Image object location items
-- Begin --
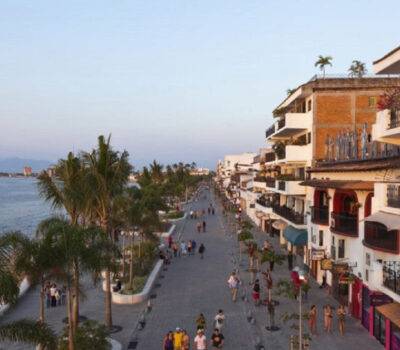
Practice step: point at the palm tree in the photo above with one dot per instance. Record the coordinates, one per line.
(107, 177)
(322, 62)
(357, 69)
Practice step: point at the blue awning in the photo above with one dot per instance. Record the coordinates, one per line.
(295, 236)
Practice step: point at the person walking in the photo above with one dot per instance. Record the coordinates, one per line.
(312, 319)
(256, 292)
(219, 320)
(201, 322)
(178, 335)
(200, 341)
(185, 340)
(168, 342)
(233, 283)
(217, 339)
(341, 314)
(328, 315)
(202, 249)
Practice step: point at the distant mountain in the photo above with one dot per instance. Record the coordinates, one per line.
(16, 165)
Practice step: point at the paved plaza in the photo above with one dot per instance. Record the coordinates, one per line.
(191, 286)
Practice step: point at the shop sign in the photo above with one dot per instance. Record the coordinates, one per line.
(377, 299)
(317, 254)
(326, 264)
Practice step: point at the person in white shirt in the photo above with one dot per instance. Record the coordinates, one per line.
(233, 283)
(219, 320)
(200, 341)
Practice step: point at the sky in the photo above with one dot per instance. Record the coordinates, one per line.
(169, 80)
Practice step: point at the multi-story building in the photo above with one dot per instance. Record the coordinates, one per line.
(309, 124)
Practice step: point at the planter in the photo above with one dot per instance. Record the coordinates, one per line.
(129, 299)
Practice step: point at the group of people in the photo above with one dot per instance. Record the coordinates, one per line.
(55, 296)
(180, 340)
(328, 312)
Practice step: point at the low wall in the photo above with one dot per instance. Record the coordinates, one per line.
(23, 288)
(118, 298)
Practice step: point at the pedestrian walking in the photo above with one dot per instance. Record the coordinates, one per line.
(201, 322)
(290, 261)
(202, 249)
(217, 339)
(200, 341)
(178, 335)
(341, 314)
(312, 319)
(219, 320)
(168, 342)
(233, 283)
(185, 340)
(328, 315)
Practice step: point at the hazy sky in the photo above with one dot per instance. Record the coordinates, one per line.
(171, 80)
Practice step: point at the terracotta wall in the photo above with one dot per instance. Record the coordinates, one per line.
(338, 111)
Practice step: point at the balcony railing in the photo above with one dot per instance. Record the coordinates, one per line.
(344, 224)
(289, 214)
(393, 198)
(377, 237)
(269, 157)
(394, 119)
(265, 202)
(270, 131)
(281, 123)
(270, 182)
(281, 185)
(320, 215)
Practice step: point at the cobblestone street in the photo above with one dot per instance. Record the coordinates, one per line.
(192, 286)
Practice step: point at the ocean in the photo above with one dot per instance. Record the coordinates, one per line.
(21, 207)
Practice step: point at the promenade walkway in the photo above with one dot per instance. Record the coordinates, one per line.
(191, 286)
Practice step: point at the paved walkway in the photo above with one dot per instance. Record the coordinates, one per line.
(190, 286)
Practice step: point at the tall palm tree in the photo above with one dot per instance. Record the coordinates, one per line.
(67, 190)
(322, 62)
(107, 177)
(357, 69)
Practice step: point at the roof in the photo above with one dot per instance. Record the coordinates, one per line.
(391, 311)
(340, 184)
(357, 165)
(391, 221)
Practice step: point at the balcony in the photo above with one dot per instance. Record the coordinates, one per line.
(377, 237)
(393, 198)
(344, 224)
(289, 214)
(291, 125)
(320, 215)
(296, 153)
(387, 127)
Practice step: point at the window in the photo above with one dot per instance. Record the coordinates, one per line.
(368, 259)
(341, 249)
(321, 238)
(372, 101)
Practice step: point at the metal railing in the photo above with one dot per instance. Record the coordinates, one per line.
(345, 224)
(393, 198)
(289, 214)
(320, 215)
(376, 236)
(270, 131)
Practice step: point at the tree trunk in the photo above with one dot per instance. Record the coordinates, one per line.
(75, 300)
(108, 313)
(71, 345)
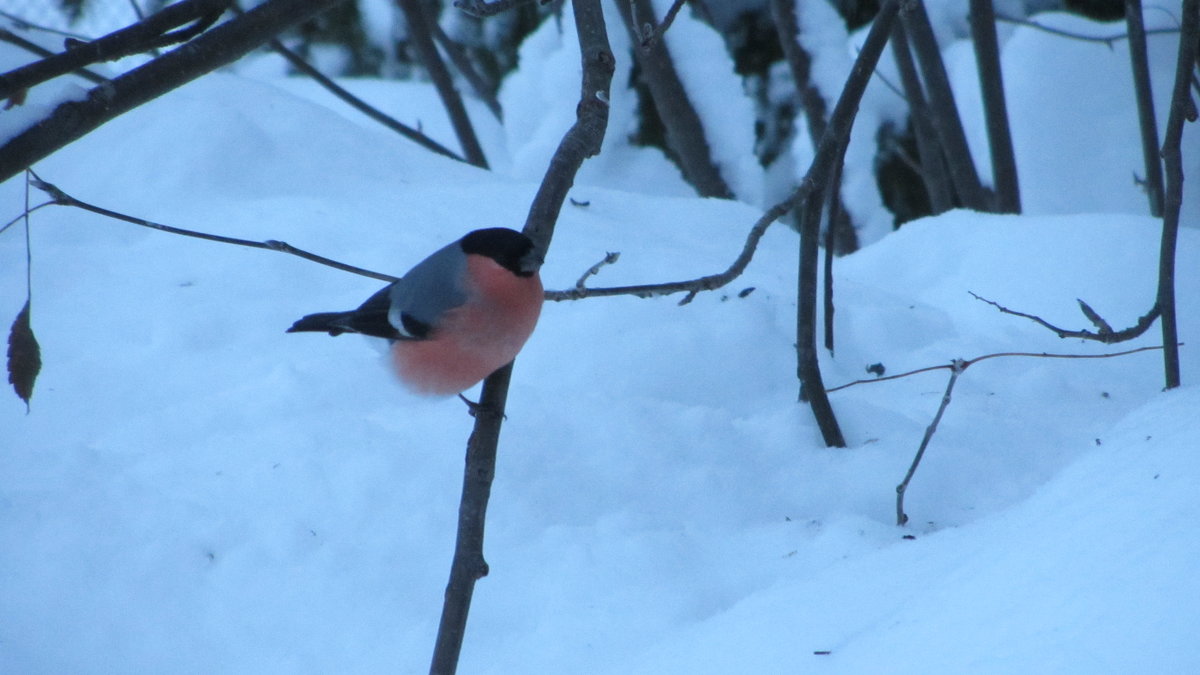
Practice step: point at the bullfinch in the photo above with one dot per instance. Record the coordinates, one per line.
(456, 317)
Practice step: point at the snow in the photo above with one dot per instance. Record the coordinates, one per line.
(195, 490)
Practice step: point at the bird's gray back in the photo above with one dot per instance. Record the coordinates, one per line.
(430, 288)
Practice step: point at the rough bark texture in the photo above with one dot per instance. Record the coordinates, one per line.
(685, 132)
(991, 82)
(582, 141)
(810, 198)
(217, 47)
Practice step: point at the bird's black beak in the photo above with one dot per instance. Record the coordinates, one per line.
(531, 262)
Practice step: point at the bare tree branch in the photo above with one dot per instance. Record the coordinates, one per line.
(991, 83)
(691, 286)
(809, 199)
(957, 369)
(1109, 40)
(138, 37)
(483, 9)
(1107, 336)
(933, 171)
(61, 198)
(219, 46)
(582, 141)
(420, 33)
(1144, 95)
(844, 238)
(33, 47)
(649, 33)
(459, 57)
(958, 366)
(943, 109)
(685, 131)
(1182, 107)
(361, 106)
(996, 356)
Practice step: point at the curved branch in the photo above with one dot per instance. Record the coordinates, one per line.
(61, 198)
(138, 37)
(420, 33)
(217, 47)
(582, 141)
(1105, 333)
(360, 105)
(691, 286)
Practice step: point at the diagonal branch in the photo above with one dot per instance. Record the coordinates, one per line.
(361, 106)
(691, 286)
(1108, 336)
(420, 33)
(649, 33)
(33, 47)
(138, 37)
(61, 198)
(582, 141)
(217, 47)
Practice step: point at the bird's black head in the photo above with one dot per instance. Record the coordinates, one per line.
(514, 251)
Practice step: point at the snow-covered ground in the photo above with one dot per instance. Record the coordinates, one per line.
(196, 491)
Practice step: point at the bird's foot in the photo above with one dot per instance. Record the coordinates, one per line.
(477, 410)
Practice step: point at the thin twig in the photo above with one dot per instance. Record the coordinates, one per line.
(957, 369)
(651, 34)
(64, 199)
(21, 22)
(360, 105)
(1105, 40)
(420, 35)
(609, 258)
(1182, 108)
(1107, 336)
(985, 357)
(483, 9)
(154, 31)
(459, 57)
(16, 220)
(33, 47)
(582, 141)
(709, 282)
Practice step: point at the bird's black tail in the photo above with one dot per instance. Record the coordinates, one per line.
(335, 323)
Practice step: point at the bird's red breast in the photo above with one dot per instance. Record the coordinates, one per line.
(477, 338)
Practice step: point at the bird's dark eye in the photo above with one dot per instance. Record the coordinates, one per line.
(413, 327)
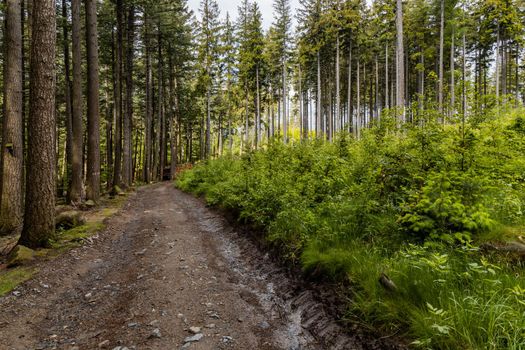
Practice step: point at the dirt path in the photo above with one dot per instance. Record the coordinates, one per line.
(166, 264)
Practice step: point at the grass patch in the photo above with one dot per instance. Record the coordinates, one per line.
(64, 240)
(10, 279)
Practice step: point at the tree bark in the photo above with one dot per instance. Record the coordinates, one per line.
(318, 116)
(39, 215)
(67, 95)
(149, 104)
(75, 193)
(118, 99)
(337, 90)
(93, 116)
(441, 68)
(12, 152)
(127, 121)
(400, 64)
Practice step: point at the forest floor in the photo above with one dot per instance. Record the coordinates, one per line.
(169, 273)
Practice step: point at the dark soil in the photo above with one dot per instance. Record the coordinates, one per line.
(164, 264)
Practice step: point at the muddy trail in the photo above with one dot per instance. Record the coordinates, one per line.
(169, 273)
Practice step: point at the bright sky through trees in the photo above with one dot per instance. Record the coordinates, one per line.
(232, 5)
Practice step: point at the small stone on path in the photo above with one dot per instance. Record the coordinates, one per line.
(195, 330)
(194, 338)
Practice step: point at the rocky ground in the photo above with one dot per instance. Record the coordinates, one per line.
(169, 273)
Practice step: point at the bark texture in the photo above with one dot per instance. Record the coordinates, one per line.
(39, 224)
(93, 116)
(12, 153)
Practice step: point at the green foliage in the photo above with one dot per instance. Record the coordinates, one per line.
(412, 204)
(11, 278)
(449, 206)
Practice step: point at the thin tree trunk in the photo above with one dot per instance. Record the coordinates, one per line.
(400, 64)
(12, 152)
(93, 117)
(441, 68)
(452, 78)
(285, 112)
(497, 66)
(77, 145)
(357, 123)
(39, 214)
(161, 139)
(127, 121)
(258, 112)
(387, 102)
(149, 104)
(118, 99)
(349, 106)
(174, 118)
(337, 88)
(67, 95)
(318, 116)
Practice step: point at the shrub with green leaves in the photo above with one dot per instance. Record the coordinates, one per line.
(410, 204)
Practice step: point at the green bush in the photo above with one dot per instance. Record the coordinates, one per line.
(411, 204)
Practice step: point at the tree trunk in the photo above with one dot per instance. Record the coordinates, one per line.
(67, 95)
(174, 118)
(127, 121)
(39, 215)
(75, 195)
(400, 64)
(285, 110)
(118, 99)
(349, 106)
(93, 117)
(258, 111)
(318, 116)
(387, 102)
(149, 105)
(357, 123)
(12, 152)
(441, 68)
(161, 117)
(497, 66)
(452, 78)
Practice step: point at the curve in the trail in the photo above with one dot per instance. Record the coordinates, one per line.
(169, 273)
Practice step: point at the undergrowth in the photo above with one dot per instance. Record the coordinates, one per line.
(414, 205)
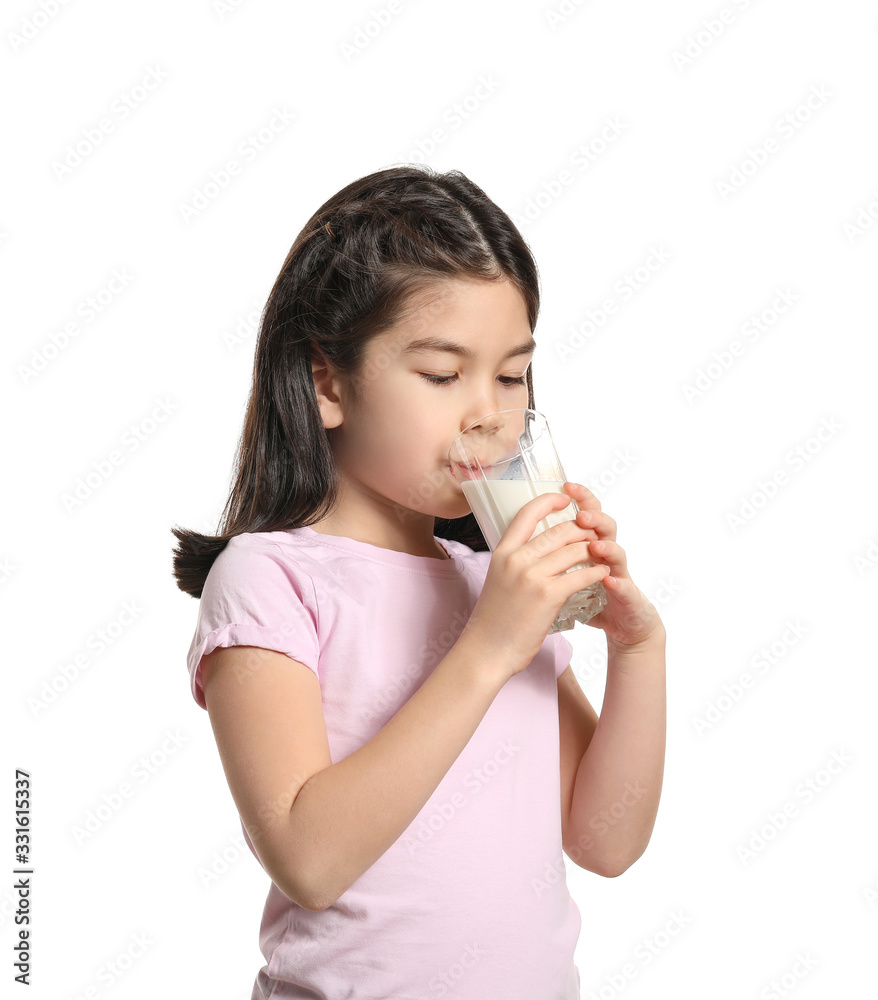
-- End --
What the exercise asks: How many lines in the items above contain the string "branch"? Case counts, and reply with the number alone.

Response to the task: 3